- **PROBLEM DETAILS**
What is wanted is the line holding "positive clicks: (87, 14)" and every later line through the end of the entries, set down exactly.

- **DATA UNDER STUDY**
=== Section Start ===

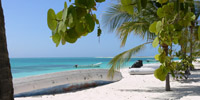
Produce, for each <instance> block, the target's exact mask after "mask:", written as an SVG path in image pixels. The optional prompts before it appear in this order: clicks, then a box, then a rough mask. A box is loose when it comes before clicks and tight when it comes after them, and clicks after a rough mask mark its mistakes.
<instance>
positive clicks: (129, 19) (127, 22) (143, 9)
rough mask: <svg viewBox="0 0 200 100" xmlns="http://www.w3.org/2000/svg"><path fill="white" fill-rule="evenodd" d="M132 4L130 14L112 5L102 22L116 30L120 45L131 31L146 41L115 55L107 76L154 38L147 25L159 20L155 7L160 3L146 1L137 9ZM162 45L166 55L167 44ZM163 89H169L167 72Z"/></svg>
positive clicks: (103, 16)
mask: <svg viewBox="0 0 200 100" xmlns="http://www.w3.org/2000/svg"><path fill="white" fill-rule="evenodd" d="M132 6H133V9H134V10H133V11H134V12H133V14H131V15H130V14H129V13H126V12H124V11H123V8H122V7H121V4H120V3H118V4H115V5H112V6H111V7H110V8H108V11H107V12H106V13H105V14H104V16H103V17H104V18H103V19H104V24H105V26H108V27H109V29H110V31H114V30H116V31H117V36H119V37H120V39H121V47H122V46H124V45H125V43H126V40H127V37H128V35H130V34H132V33H133V34H135V35H139V36H141V37H142V38H143V39H146V40H147V42H146V43H144V44H140V45H138V46H136V47H134V48H132V49H130V50H127V51H125V52H122V53H120V54H118V55H117V56H115V57H114V58H113V59H112V60H111V61H110V62H109V64H110V65H111V68H110V70H109V74H108V76H112V77H113V75H114V72H115V70H116V69H117V70H119V69H120V66H122V65H123V64H124V63H125V62H127V61H129V60H130V59H131V56H132V55H134V54H136V53H137V52H138V51H140V50H142V49H144V48H145V45H146V44H149V43H152V40H154V37H155V34H153V33H151V32H149V26H150V24H151V23H153V22H154V21H157V20H159V17H158V16H157V9H158V7H161V5H160V4H159V3H157V2H156V1H148V3H147V6H146V8H145V9H143V10H142V11H138V6H137V0H136V1H135V3H134V2H133V4H132ZM162 47H163V49H164V51H165V53H166V55H168V45H165V44H164V45H162ZM165 90H166V91H170V83H169V74H167V76H166V86H165Z"/></svg>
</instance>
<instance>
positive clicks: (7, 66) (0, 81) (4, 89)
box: [0, 0, 14, 100]
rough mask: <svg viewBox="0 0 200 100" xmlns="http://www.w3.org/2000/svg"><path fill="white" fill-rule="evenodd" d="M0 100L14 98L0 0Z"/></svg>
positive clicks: (12, 85) (3, 15)
mask: <svg viewBox="0 0 200 100" xmlns="http://www.w3.org/2000/svg"><path fill="white" fill-rule="evenodd" d="M0 100H14V98H13V83H12V75H11V69H10V62H9V58H8V50H7V43H6V35H5V23H4V15H3V9H2V5H1V0H0Z"/></svg>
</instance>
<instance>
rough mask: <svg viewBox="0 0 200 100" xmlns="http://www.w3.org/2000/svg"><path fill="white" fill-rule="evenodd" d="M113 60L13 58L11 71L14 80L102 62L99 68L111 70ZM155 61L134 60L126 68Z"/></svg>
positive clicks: (108, 58)
mask: <svg viewBox="0 0 200 100" xmlns="http://www.w3.org/2000/svg"><path fill="white" fill-rule="evenodd" d="M111 59H112V58H92V57H75V58H71V57H70V58H69V57H68V58H11V59H10V63H11V71H12V75H13V78H21V77H26V76H33V75H41V74H47V73H53V72H60V71H67V70H78V69H84V68H76V67H74V65H89V64H96V63H99V62H101V63H102V64H101V66H100V67H99V68H110V66H109V65H108V63H109V61H110V60H111ZM137 60H143V63H155V62H154V61H152V62H147V60H154V58H132V59H131V60H130V61H129V62H128V63H126V64H125V65H124V66H125V67H130V66H131V65H132V64H133V63H134V62H135V61H137Z"/></svg>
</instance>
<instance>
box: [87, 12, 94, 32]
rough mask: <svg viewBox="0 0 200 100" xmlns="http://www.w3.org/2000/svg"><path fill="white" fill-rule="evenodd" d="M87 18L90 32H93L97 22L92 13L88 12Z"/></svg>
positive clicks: (87, 14)
mask: <svg viewBox="0 0 200 100" xmlns="http://www.w3.org/2000/svg"><path fill="white" fill-rule="evenodd" d="M85 20H86V24H87V26H88V27H87V28H88V32H89V33H90V32H92V31H93V30H94V27H95V22H94V20H93V18H92V16H91V15H90V14H87V15H86V16H85Z"/></svg>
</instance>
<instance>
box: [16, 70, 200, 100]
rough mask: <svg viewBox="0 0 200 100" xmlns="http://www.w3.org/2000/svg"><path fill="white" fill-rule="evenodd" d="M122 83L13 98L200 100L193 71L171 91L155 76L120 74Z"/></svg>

=== Section End ===

- **TASK RESULT**
positive clicks: (87, 14)
mask: <svg viewBox="0 0 200 100" xmlns="http://www.w3.org/2000/svg"><path fill="white" fill-rule="evenodd" d="M85 20H86V24H87V26H88V27H87V28H88V32H89V33H90V32H92V31H93V30H94V27H95V22H94V20H93V18H92V16H91V15H90V14H87V15H86V16H85Z"/></svg>
</instance>
<instance>
box: [16, 70, 200, 100]
rough mask: <svg viewBox="0 0 200 100" xmlns="http://www.w3.org/2000/svg"><path fill="white" fill-rule="evenodd" d="M122 83L13 98L200 100L193 71L171 91L155 76L120 74Z"/></svg>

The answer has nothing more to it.